>>>>>
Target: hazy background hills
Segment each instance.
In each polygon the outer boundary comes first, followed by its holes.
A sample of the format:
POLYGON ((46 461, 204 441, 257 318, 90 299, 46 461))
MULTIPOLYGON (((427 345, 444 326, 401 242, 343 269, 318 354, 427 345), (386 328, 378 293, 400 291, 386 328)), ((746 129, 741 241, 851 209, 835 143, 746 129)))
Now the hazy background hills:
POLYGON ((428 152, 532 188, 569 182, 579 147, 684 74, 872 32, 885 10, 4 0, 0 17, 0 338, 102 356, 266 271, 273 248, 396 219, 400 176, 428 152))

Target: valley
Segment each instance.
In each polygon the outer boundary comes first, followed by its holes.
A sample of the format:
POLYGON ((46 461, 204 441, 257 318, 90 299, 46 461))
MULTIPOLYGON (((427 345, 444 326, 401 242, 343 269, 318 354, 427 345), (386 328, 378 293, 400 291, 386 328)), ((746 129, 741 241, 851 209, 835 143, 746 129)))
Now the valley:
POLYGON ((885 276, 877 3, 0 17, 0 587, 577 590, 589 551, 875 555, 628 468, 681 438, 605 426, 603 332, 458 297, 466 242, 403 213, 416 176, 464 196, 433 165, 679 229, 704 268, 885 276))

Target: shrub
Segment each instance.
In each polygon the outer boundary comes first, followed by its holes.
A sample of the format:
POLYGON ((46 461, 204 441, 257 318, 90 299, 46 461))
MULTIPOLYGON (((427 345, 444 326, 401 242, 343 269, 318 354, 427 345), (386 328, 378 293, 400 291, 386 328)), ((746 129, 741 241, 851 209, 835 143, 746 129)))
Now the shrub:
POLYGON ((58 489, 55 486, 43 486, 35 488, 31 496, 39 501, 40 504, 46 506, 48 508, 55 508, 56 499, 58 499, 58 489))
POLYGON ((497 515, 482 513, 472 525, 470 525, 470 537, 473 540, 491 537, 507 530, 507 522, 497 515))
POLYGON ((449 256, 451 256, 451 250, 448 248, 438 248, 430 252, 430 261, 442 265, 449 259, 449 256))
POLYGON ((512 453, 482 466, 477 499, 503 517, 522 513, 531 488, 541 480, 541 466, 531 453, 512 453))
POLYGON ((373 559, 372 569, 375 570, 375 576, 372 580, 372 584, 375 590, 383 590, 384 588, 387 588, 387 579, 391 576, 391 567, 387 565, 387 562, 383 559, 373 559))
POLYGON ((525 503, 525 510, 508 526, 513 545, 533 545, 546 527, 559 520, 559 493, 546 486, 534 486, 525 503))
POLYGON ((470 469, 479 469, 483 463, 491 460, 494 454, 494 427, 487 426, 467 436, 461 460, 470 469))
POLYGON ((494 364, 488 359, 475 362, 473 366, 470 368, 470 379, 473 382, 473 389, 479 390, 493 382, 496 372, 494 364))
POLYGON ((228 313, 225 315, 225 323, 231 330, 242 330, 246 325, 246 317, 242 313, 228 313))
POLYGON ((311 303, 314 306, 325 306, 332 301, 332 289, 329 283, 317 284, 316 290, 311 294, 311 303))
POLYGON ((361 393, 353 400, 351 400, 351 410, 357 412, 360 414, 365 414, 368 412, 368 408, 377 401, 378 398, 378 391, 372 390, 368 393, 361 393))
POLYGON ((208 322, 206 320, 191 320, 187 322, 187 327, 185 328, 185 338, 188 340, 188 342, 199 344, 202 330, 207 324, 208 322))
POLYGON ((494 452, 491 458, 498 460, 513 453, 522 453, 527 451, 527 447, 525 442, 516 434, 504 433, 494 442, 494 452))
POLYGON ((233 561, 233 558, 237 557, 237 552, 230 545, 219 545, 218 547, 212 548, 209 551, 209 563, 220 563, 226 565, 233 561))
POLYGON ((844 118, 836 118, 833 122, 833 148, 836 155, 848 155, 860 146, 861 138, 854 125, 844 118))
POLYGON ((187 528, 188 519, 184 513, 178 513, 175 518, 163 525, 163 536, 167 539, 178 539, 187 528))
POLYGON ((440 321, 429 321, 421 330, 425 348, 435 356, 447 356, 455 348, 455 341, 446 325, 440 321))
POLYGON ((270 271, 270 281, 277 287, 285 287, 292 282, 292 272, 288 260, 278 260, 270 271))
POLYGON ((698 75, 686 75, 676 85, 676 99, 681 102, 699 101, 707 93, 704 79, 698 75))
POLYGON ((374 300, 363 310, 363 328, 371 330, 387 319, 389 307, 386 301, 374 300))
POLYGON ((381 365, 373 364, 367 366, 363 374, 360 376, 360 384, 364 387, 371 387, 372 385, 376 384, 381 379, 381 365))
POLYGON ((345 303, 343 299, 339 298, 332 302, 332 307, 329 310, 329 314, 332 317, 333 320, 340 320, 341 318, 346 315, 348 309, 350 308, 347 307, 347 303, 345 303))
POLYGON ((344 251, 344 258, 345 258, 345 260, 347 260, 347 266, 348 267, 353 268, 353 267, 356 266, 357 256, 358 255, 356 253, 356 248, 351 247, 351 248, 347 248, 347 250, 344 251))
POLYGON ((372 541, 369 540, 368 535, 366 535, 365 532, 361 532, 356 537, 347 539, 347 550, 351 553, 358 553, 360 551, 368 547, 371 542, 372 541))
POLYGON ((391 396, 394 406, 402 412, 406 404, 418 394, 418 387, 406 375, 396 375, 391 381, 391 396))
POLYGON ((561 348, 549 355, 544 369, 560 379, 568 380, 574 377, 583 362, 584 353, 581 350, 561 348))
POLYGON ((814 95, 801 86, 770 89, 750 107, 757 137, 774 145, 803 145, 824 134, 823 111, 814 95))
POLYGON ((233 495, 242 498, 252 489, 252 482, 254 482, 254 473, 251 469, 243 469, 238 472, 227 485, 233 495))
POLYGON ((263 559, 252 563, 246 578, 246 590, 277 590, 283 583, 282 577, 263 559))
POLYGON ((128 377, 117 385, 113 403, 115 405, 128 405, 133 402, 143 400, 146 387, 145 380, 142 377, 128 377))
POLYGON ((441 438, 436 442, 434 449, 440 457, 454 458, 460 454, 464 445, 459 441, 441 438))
<<<<<
Render each line of the records above as a Markdown table with the columns No. and Text, numbering the rows in order and skipping blank lines.

| No. | Text |
|---|---|
| 1 | Target: hazy background hills |
| 2 | Segment each instance. |
| 3 | In each polygon the outer boundary comes first, followed by its holes. |
| 4 | A sample of the format: |
| 5 | POLYGON ((46 461, 204 441, 257 318, 90 299, 46 461)) |
| 6 | MULTIPOLYGON (((427 345, 444 326, 401 242, 343 269, 318 354, 427 345), (386 328, 378 293, 400 291, 386 328)), ((746 129, 741 241, 851 209, 835 143, 746 129))) |
| 7 | Now the hazy background hills: |
| 8 | POLYGON ((428 152, 532 188, 569 182, 579 147, 684 74, 872 32, 885 10, 4 0, 0 17, 0 338, 102 356, 266 271, 273 248, 396 219, 400 176, 428 152)) |
| 9 | Target: valley |
| 10 | Segment each instance. |
| 11 | In each polygon the outer boundary comes first, followed by its holes. |
| 12 | A sample of the format: |
| 13 | POLYGON ((46 461, 204 441, 257 318, 90 299, 46 461)) |
| 14 | MULTIPOLYGON (((427 345, 444 326, 401 242, 343 269, 318 354, 427 345), (386 328, 378 293, 400 291, 386 328)), ((746 129, 741 241, 851 209, 835 143, 746 129))) |
| 15 | Now the valley: |
| 16 | POLYGON ((885 276, 877 3, 0 17, 0 587, 577 590, 589 551, 875 555, 628 468, 681 438, 605 426, 603 332, 458 297, 466 242, 403 213, 416 176, 464 196, 433 165, 679 229, 704 268, 885 276)) |
| 17 | Target: shrub |
| 18 | Segment each instance. |
| 19 | In each polygon the outer boundary comes first, followed by its holes. |
| 20 | A sample of the format: |
| 21 | POLYGON ((46 461, 204 441, 257 318, 90 299, 46 461)) |
| 22 | MULTIPOLYGON (((427 345, 444 326, 401 242, 343 269, 318 354, 427 345), (386 328, 378 293, 400 291, 386 328)), ((746 129, 741 241, 851 209, 835 143, 746 129))) |
| 23 | Now the shrub: |
| 24 | POLYGON ((58 489, 55 486, 43 486, 35 488, 31 496, 39 501, 40 504, 46 506, 48 508, 55 508, 56 499, 58 499, 58 489)) |
| 25 | POLYGON ((497 515, 482 513, 472 525, 470 525, 470 537, 473 540, 491 537, 507 530, 507 522, 497 515)) |
| 26 | POLYGON ((449 256, 451 256, 451 250, 448 248, 438 248, 430 252, 430 261, 442 265, 449 259, 449 256)) |
| 27 | POLYGON ((512 453, 482 466, 477 499, 503 517, 522 513, 531 488, 541 480, 541 466, 531 453, 512 453)) |
| 28 | POLYGON ((373 559, 372 569, 375 570, 375 576, 372 580, 372 584, 375 590, 383 590, 384 588, 387 588, 387 579, 391 576, 391 567, 387 565, 387 562, 383 559, 373 559)) |
| 29 | POLYGON ((525 503, 525 510, 508 526, 513 545, 533 545, 546 527, 559 520, 559 493, 546 486, 534 486, 525 503)) |
| 30 | POLYGON ((470 469, 479 469, 483 463, 491 460, 494 454, 494 427, 487 426, 467 436, 461 460, 470 469)) |
| 31 | POLYGON ((494 364, 488 359, 475 362, 473 366, 470 368, 470 379, 473 382, 473 389, 479 390, 493 382, 496 372, 494 364)) |
| 32 | POLYGON ((228 313, 225 315, 225 323, 231 330, 242 330, 246 325, 246 317, 242 313, 228 313)) |
| 33 | POLYGON ((311 303, 314 306, 325 306, 332 301, 332 289, 329 283, 317 284, 316 290, 311 294, 311 303)) |
| 34 | POLYGON ((361 393, 353 400, 351 400, 351 410, 357 412, 360 414, 365 414, 368 412, 368 408, 377 401, 378 398, 378 391, 372 390, 368 393, 361 393)) |
| 35 | POLYGON ((208 322, 206 320, 191 320, 187 322, 187 327, 185 328, 185 338, 188 340, 188 342, 199 344, 202 330, 207 324, 208 322)) |
| 36 | POLYGON ((494 452, 491 458, 498 460, 513 453, 522 453, 527 451, 527 447, 525 442, 516 434, 504 433, 494 442, 494 452)) |
| 37 | POLYGON ((233 561, 233 558, 237 557, 237 552, 230 545, 219 545, 218 547, 212 548, 209 551, 209 563, 220 563, 226 565, 233 561)) |
| 38 | POLYGON ((844 118, 836 118, 833 122, 833 148, 836 155, 848 155, 860 146, 861 138, 854 125, 844 118)) |
| 39 | POLYGON ((187 528, 188 519, 184 513, 178 513, 175 518, 163 525, 163 536, 167 539, 178 539, 187 528)) |
| 40 | POLYGON ((440 321, 429 321, 421 330, 425 348, 435 356, 447 356, 455 348, 455 341, 446 325, 440 321)) |
| 41 | POLYGON ((270 271, 270 281, 277 287, 285 287, 292 282, 292 272, 288 260, 278 260, 270 271)) |
| 42 | POLYGON ((698 75, 686 75, 676 85, 676 99, 681 102, 699 101, 707 93, 704 79, 698 75)) |
| 43 | POLYGON ((374 300, 363 310, 363 328, 371 330, 387 319, 389 307, 386 301, 374 300)) |
| 44 | POLYGON ((381 365, 373 364, 367 366, 363 374, 360 376, 360 384, 364 387, 371 387, 372 385, 376 384, 381 379, 381 365)) |
| 45 | POLYGON ((345 303, 343 299, 339 298, 332 302, 332 307, 329 310, 329 314, 332 317, 333 320, 340 320, 341 318, 346 315, 348 309, 350 308, 347 307, 347 303, 345 303)) |
| 46 | POLYGON ((344 251, 344 258, 345 258, 345 260, 347 260, 347 266, 348 267, 353 268, 353 267, 356 266, 357 256, 358 255, 356 253, 356 248, 351 247, 351 248, 347 248, 347 250, 344 251)) |
| 47 | POLYGON ((372 541, 369 540, 368 535, 366 535, 365 532, 361 532, 356 537, 347 539, 347 550, 351 553, 358 553, 360 551, 368 547, 371 542, 372 541)) |
| 48 | POLYGON ((391 396, 394 406, 402 412, 406 404, 418 394, 418 387, 406 375, 396 375, 391 381, 391 396)) |
| 49 | POLYGON ((561 348, 549 355, 544 369, 560 379, 568 380, 574 377, 583 362, 584 353, 581 350, 561 348)) |
| 50 | POLYGON ((814 95, 801 86, 770 89, 750 107, 757 137, 774 145, 803 145, 824 134, 823 111, 814 95)) |
| 51 | POLYGON ((233 495, 242 498, 252 489, 252 482, 254 482, 254 473, 251 469, 243 469, 238 472, 227 485, 233 495)) |
| 52 | POLYGON ((263 559, 252 563, 246 578, 246 590, 277 590, 283 583, 282 577, 263 559)) |
| 53 | POLYGON ((128 377, 117 385, 113 403, 115 405, 128 405, 133 402, 143 400, 146 387, 145 380, 142 377, 128 377)) |
| 54 | POLYGON ((441 438, 436 442, 434 449, 440 457, 454 458, 460 454, 464 445, 459 441, 441 438)) |